[Pointing entries for labeled objects]
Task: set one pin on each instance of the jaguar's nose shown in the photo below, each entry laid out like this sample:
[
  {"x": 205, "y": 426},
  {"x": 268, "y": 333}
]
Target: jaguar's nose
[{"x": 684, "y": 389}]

| DIRECTIONS |
Render every line of the items above as a JSON list of strings, one string per line, and skip any blank lines.

| TASK RESULT |
[
  "Task: set one pin on each instance of the jaguar's nose shown in the photo below, each entry laid out like this sample:",
  "[",
  "  {\"x\": 205, \"y\": 426},",
  "  {\"x\": 268, \"y\": 333}",
  "]",
  "Target: jaguar's nose",
  "[{\"x\": 684, \"y\": 389}]"
]